Can you rewrite everything in the Melancholy Baby article below from "Singles from Melancholy" down to "collection's title track.", putting "classics" wherever "standards" appears?

**Reading text:**
/---

Studio album by Della Reese
- Released: 1956
- Genre: Blues; jazz;
- Label: Jubilee

Della Reese chronology
|  | Melancholy Baby (1956) | Amen! (1958) |

Singles from Melancholy Baby
- "My Melancholy Baby" Released: 1956;

= Melancholy Baby (album) =

Melancholy Baby is a studio album by American singer Della Reese. It was released in 1956 by Jubilee Records and was the debut studio release in Reese's career. The album was a collection of standards performed by Reese in a blues style. The album received a positive response from music publications such as Billboard and Cashbox magazines. It spawned one single which happened to be the collection's title track.

==Background, recording and content==
Della Reese was later known as an actress (notably on the series Touched by an Angel) but she began her career as a singer who recorded blues, jazz and pop. She first signed a recording contract in 1954 with Jubilee Records. The label would issue her first LP Melancholy Baby. The album was a collection of 12 tracks that were described by Billboard as "standards" such as "When Your Lover Has Gone" and "Say It Isn't So". According to the liner notes, Reese performed the tracks in a Blues style.

==Release, critical reception and singles==
Melancholy Baby was first released to operators in 1956 and received a positive response upon its initial release according to Cash Box. It was released by Jubilee Records and was offered as a vinyl LP in mono format with six tracks on each side of the disc. It received a positive response from music publications following its release. Billboard magazine found the album to showcase Reese's "dramatic, stylized thrushing". Cashbox similarly wrote, "Her bursts of energy, her clever elongated phrasing, and a convincing wistful delivery are spread over 12 sturdy pieces." Although no formal review was given, AllMusic rated the album three out of five stars. The album's title track was the only single spawned from the collection.

\---

**Data section:**
/---

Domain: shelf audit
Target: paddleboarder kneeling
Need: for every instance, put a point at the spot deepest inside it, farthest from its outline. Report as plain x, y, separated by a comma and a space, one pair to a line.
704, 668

\---

**Worked solution:**
Singles from Melancholy Baby
- "My Melancholy Baby" Released: 1956;

= Melancholy Baby (album) =

Melancholy Baby is a studio album by American singer Della Reese. It was released in 1956 by Jubilee Records and was the debut studio release in Reese's career. The album was a collection of classics performed by Reese in a blues style. The album received a positive response from music publications such as Billboard and Cashbox magazines. It spawned one single which happened to be the collection's title track.